### Task objective
Copy the stretch from "Transform singing voice" through "drums, and more." in the SoundID VoiceAI setup guide below.

START Text segment

Setting up with SoundID VoiceAI plugin

Getting started with SoundID VoiceAI - from downloading and setting up a trial to loading the plugin in DAW and exploring the features, this step-by-step guide covers the entire process.

 

In this article:

 

SoundID VoiceAI

SoundID VoiceAI is a voice and instrument AI transformation plugin for DAW. It allows changing the recorded singing voice to that of another human being or an instrument using AI technology:

  • Voice model library: transform your vocal track into a realistic singing voice from a studio-grade AI library of 23 voice models
  • Instrument model library: transform your melodic humming or beatbox to sound like drums, guitar violin, or other instruments from a studio-grade AI library of 21 instrument models

 

Transform singing voice tracks, generate backing vocals from a single voice track, transform speaking voice tracks, mimic instruments with your voice, and transform vocal inputs into realistic instruments for quick transfers of melodic ideas into DAW or creative sound generation, turn beatboxing into drums, and more.

 

 

Learn more about the use cases and advantages here: What is SoundID VoiceAI?

 

 

Download and install

SoundID VoiceAI voice and instrument transformation plugin can be used in DAW (e.g. Cubase, Logic Pro X, Pro Tools, etc.), and the AI audio processing is cloud-based. Here are the basic system requirements for using SoundID VoiceAI:

  • macOS 11 Big Sur, 12 Monterey, 13 Ventura, 14 Sonoma
  • Windows 10, 11
  • DAW or other plugin host app that supports AU, AAX, or VST3 plugin formats
  • SoundID VoiceAI processing tokens available in your Sonarworks Account
  • Stable internet connection, as cloud processing is used (offline use not supported)

END Text segment
START Raw records

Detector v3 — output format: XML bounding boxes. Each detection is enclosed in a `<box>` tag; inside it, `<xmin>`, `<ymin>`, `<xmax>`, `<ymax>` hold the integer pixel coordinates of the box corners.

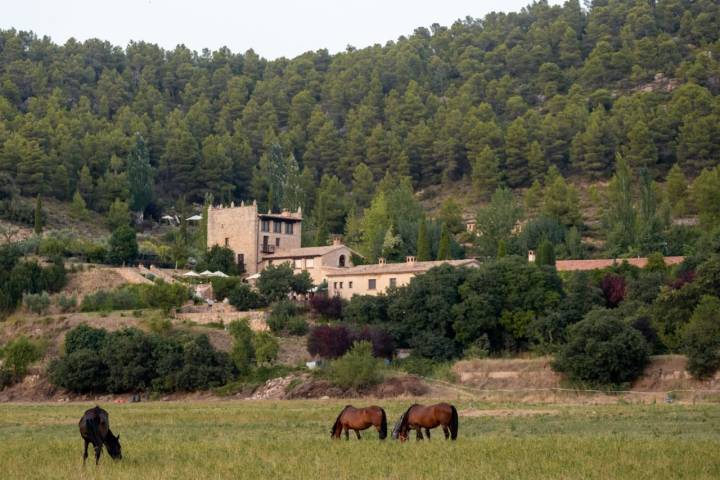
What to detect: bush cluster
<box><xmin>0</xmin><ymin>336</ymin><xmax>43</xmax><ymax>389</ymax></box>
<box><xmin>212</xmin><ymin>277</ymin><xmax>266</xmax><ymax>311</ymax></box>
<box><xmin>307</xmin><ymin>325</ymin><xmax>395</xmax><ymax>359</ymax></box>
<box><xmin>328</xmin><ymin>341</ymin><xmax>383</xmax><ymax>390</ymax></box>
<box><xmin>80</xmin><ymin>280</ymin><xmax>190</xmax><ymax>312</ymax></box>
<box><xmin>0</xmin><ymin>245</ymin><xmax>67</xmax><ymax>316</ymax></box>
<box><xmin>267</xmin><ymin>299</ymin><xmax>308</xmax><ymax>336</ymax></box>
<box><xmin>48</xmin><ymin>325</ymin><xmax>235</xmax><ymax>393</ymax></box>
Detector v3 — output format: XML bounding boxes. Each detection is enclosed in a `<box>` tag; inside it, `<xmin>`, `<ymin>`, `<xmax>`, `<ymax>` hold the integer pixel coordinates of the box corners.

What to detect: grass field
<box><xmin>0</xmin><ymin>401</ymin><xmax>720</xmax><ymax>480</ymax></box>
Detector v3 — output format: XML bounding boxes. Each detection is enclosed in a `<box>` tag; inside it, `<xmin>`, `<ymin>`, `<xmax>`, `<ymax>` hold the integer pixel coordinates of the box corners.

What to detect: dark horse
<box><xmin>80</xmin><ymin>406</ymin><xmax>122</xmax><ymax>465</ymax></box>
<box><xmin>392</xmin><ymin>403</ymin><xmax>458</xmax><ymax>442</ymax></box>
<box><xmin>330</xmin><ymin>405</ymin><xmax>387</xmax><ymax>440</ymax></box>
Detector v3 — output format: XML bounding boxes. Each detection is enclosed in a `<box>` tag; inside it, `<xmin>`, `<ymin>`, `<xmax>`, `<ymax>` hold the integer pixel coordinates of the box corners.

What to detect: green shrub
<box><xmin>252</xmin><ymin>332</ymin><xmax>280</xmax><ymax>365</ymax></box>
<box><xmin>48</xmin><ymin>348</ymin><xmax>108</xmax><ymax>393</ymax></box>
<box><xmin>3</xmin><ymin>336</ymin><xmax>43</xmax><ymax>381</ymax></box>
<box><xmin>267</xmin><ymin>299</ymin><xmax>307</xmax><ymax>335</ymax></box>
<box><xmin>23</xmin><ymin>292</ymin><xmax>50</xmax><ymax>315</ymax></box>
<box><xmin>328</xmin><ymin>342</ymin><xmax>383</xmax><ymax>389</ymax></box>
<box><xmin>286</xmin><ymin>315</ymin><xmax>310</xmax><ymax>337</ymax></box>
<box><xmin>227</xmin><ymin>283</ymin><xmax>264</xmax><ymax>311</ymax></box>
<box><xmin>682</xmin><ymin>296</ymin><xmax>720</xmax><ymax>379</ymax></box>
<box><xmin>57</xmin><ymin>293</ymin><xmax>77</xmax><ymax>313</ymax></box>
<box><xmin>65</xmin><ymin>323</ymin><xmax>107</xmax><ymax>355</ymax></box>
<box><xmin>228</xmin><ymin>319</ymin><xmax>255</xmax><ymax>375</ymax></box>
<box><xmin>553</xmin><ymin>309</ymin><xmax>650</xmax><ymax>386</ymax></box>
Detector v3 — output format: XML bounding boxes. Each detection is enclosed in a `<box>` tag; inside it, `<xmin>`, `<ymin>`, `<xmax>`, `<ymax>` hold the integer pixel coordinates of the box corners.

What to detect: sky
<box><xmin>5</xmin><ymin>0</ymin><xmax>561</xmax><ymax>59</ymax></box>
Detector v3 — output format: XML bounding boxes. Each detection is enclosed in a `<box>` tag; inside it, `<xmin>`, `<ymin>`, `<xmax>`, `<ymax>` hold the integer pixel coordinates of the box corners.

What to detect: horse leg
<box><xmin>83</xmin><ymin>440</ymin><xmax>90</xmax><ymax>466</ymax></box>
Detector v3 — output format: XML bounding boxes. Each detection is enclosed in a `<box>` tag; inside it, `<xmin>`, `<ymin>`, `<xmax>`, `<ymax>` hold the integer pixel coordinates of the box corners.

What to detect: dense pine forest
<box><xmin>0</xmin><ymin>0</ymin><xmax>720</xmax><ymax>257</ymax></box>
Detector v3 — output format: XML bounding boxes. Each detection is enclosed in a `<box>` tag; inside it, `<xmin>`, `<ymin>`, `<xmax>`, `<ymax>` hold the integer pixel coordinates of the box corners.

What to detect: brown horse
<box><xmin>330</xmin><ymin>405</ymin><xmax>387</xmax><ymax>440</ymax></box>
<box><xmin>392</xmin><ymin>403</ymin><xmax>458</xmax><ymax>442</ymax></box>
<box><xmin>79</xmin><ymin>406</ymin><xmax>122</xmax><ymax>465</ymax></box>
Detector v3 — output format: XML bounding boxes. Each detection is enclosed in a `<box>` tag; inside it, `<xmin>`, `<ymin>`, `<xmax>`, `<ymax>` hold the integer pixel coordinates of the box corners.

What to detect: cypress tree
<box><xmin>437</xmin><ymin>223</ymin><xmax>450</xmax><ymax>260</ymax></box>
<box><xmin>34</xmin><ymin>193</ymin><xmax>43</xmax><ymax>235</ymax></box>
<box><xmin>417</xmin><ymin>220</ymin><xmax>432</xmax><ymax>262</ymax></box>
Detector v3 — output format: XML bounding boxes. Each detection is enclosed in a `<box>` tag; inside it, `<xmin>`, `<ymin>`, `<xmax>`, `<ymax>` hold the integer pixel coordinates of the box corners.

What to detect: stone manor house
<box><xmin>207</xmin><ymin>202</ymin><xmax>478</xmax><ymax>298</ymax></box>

END Raw records

### Answer to this exercise
Transform singing voice tracks, generate backing vocals from a single voice track, transform speaking voice tracks, mimic instruments with your voice, and transform vocal inputs into realistic instruments for quick transfers of melodic ideas into DAW or creative sound generation, turn beatboxing into drums, and more.